▶ _Aim_:
Pick out every line of the listing that contains the word "brown" and copy each one. Case counts.

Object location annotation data
•••••

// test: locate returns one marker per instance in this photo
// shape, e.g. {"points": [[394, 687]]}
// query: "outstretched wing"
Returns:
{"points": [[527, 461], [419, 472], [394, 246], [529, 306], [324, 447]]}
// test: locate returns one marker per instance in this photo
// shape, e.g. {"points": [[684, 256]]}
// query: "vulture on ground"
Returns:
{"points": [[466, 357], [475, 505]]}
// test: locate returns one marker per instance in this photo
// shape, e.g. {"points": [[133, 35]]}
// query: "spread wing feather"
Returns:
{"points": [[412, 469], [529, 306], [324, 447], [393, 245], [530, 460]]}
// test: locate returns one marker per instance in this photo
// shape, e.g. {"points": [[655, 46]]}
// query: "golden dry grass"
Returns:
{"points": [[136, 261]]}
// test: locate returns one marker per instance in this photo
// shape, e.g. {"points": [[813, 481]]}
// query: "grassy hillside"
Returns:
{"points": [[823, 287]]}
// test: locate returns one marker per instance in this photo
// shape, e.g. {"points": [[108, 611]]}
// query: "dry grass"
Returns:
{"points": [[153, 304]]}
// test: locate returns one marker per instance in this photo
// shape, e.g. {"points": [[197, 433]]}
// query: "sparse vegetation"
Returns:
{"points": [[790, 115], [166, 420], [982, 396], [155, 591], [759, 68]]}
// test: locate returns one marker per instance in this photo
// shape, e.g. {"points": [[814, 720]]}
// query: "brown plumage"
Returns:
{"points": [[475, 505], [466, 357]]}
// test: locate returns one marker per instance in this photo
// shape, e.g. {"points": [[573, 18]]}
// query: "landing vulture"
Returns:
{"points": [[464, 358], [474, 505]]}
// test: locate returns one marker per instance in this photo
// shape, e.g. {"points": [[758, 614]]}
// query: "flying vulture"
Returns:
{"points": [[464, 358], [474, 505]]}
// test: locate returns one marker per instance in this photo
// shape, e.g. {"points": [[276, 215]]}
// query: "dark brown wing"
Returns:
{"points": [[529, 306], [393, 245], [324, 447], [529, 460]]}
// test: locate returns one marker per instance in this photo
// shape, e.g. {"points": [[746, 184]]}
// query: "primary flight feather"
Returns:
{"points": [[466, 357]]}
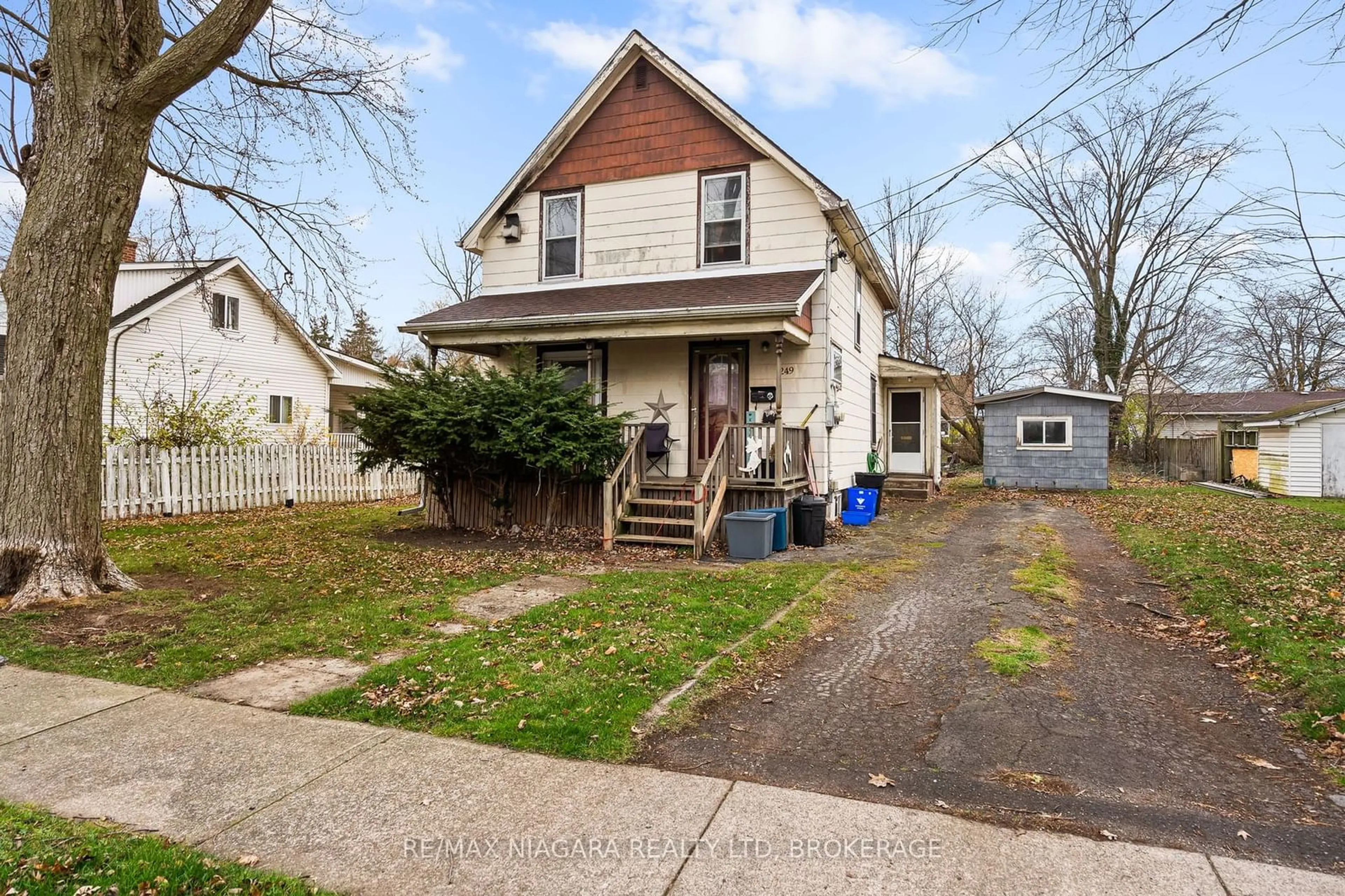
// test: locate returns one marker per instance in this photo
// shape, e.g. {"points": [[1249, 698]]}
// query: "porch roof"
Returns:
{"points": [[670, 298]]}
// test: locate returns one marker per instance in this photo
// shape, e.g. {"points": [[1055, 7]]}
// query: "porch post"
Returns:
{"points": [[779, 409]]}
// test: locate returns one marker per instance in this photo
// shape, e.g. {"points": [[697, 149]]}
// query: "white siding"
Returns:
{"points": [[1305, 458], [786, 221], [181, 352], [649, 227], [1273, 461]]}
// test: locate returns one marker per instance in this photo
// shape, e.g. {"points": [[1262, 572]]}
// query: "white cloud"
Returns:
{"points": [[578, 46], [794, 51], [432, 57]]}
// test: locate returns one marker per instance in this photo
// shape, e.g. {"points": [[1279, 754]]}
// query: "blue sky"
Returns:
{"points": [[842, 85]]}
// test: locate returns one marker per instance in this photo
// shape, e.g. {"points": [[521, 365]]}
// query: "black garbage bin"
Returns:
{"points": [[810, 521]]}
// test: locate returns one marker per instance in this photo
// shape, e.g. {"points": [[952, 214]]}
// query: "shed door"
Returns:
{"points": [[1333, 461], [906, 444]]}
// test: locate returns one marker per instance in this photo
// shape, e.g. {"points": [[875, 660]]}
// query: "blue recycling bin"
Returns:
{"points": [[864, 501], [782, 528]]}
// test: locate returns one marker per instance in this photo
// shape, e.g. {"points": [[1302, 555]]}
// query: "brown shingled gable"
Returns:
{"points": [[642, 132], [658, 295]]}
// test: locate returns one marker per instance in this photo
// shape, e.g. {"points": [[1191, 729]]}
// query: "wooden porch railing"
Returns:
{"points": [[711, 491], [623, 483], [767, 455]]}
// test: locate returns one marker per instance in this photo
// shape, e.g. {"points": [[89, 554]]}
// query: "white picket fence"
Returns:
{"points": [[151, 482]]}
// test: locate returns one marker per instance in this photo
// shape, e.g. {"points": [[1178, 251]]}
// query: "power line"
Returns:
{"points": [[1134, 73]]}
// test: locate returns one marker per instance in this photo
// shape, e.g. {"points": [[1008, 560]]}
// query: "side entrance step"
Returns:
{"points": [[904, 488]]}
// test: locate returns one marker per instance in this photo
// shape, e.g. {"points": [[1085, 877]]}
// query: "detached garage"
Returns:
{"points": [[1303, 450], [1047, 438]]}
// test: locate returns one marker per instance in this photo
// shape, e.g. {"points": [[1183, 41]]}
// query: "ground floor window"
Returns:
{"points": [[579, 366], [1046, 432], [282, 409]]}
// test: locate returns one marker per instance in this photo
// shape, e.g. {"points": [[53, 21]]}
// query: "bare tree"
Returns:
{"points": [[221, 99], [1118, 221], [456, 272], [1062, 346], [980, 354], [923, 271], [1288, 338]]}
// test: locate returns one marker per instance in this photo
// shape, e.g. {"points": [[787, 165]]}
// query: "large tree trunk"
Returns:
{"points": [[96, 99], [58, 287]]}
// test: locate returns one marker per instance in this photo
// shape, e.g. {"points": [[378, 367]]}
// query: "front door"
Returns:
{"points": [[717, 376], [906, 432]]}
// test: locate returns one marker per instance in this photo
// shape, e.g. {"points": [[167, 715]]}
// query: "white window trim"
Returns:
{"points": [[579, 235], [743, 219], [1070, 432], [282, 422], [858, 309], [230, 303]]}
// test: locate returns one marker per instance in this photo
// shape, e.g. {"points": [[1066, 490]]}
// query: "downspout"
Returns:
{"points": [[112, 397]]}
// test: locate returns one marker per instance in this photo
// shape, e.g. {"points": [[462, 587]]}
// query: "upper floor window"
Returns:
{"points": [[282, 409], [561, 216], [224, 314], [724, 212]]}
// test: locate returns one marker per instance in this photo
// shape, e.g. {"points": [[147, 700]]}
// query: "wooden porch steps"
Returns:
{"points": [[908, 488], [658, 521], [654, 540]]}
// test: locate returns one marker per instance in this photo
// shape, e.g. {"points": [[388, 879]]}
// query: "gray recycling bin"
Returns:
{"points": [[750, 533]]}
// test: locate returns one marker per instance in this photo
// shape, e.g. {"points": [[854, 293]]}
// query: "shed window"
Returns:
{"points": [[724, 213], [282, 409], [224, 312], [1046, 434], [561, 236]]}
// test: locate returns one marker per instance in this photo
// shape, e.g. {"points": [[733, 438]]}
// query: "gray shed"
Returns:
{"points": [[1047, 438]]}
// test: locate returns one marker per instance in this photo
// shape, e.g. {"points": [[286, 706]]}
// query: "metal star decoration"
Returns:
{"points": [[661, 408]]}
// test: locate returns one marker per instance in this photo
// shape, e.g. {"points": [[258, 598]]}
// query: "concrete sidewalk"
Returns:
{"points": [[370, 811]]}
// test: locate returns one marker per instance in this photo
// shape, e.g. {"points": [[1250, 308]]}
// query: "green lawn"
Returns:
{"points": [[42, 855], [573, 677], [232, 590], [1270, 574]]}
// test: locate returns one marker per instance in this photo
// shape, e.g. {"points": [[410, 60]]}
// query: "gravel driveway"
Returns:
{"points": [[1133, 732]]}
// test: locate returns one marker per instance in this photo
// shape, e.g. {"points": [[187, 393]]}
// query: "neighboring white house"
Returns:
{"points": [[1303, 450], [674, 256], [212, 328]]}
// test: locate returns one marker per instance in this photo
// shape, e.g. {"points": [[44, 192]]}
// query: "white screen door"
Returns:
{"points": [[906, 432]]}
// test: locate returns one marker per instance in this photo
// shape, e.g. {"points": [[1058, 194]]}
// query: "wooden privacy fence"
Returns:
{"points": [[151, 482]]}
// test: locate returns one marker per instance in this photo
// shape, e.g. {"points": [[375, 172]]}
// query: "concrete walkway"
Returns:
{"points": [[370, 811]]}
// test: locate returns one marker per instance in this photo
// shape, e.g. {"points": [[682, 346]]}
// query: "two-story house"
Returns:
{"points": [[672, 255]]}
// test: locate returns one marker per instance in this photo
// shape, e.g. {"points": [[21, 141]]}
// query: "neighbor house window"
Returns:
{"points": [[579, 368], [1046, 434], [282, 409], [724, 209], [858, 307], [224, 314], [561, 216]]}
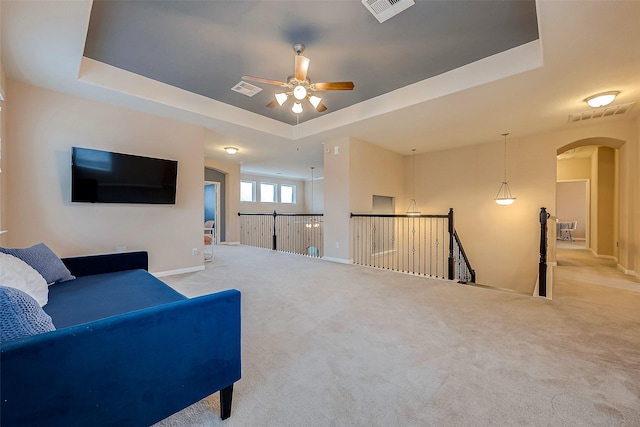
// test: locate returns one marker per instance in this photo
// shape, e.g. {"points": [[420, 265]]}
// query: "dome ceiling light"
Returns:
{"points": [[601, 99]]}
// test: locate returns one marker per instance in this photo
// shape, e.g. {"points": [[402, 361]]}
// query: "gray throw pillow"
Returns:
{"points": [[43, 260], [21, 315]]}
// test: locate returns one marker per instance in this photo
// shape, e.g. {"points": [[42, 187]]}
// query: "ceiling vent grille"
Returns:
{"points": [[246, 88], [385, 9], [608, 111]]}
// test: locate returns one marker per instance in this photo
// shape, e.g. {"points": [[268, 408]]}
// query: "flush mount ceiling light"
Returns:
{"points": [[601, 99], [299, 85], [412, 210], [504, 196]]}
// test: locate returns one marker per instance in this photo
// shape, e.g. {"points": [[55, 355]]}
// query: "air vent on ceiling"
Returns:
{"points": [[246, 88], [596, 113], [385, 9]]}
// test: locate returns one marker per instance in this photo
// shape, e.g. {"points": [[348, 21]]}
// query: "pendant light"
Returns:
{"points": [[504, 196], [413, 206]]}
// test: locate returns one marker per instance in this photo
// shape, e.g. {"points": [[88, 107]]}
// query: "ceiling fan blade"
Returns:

•••••

▶ _Solution for this task_:
// query: "brown plumage"
// query: "dark brown wing"
// query: "brown shingled gable"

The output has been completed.